▶ **What needs to be done**
Rewrite the entries from the line that has "Can you find the shadow on pavement?" through the last line of the entries as a Markdown table with the columns Row and Line, numbering each line and leaving out blank lines.

▶ **Available records**
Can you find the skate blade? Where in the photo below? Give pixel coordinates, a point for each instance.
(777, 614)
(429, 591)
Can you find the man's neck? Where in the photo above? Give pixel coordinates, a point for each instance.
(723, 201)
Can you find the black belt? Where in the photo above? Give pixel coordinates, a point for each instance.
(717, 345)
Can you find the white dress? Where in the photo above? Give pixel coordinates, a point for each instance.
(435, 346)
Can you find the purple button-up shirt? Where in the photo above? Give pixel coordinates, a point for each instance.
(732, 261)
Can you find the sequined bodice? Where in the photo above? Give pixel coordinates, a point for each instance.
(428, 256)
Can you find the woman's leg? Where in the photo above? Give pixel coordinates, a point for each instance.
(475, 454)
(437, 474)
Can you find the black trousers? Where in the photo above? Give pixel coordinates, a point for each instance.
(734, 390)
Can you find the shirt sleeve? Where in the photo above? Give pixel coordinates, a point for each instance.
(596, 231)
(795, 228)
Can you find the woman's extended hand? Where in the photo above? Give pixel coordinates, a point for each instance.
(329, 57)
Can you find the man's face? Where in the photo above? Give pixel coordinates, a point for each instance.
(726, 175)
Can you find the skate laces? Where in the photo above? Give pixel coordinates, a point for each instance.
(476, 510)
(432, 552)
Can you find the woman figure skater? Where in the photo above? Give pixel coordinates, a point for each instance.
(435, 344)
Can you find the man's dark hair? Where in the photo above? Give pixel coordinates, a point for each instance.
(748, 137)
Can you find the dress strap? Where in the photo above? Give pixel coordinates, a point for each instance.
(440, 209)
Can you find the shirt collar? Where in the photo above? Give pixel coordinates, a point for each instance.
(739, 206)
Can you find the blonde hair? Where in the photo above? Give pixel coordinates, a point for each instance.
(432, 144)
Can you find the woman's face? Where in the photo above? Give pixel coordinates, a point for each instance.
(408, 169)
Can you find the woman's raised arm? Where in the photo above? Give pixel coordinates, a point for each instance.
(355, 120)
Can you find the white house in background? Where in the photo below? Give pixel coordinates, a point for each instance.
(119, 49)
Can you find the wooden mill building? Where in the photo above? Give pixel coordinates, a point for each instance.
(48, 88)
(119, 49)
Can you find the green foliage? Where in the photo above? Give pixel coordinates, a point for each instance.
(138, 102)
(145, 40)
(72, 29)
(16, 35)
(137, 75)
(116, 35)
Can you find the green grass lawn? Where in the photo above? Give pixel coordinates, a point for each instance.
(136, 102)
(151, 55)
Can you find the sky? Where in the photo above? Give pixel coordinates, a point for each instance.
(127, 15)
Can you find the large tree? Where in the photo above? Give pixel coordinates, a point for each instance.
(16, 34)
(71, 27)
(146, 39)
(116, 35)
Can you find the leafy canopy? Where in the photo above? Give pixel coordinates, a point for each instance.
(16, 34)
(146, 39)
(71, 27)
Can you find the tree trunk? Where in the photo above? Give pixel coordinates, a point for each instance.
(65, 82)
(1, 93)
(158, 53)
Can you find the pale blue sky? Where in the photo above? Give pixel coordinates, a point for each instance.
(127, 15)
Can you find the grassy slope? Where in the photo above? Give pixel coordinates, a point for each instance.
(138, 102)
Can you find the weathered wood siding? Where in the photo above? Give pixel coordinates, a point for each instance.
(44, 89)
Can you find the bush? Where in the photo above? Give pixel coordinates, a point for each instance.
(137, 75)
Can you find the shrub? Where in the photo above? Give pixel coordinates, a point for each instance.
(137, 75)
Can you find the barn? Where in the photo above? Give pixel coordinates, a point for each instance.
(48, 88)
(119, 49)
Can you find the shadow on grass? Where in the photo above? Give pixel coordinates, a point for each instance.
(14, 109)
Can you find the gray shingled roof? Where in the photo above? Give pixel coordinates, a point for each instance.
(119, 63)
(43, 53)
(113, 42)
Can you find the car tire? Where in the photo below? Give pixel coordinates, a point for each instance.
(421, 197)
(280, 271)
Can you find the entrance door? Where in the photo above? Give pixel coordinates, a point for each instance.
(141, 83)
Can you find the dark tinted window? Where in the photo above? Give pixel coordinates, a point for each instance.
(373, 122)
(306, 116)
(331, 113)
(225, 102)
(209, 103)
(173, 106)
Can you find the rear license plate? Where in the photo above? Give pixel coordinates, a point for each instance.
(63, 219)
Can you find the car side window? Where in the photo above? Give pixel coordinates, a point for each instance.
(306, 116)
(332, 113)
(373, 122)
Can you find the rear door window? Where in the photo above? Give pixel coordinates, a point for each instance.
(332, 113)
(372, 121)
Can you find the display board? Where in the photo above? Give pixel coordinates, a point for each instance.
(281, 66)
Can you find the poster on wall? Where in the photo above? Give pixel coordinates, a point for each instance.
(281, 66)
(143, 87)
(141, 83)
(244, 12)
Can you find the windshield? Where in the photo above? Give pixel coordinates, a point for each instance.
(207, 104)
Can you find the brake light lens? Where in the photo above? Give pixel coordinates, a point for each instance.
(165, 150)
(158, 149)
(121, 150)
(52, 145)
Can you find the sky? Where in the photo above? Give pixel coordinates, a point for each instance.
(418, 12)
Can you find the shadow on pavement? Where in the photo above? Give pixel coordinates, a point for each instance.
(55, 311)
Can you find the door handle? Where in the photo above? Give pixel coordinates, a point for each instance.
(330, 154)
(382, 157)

▶ **Completed task**
| Row | Line |
|---|---|
| 1 | Can you find the shadow on pavement? Where in the photo above? Give pixel coordinates, a point for each instance. |
| 2 | (55, 311) |
| 3 | Can you find the door handle? Where in the photo above? Give pixel coordinates, a point for each instance. |
| 4 | (330, 154) |
| 5 | (382, 157) |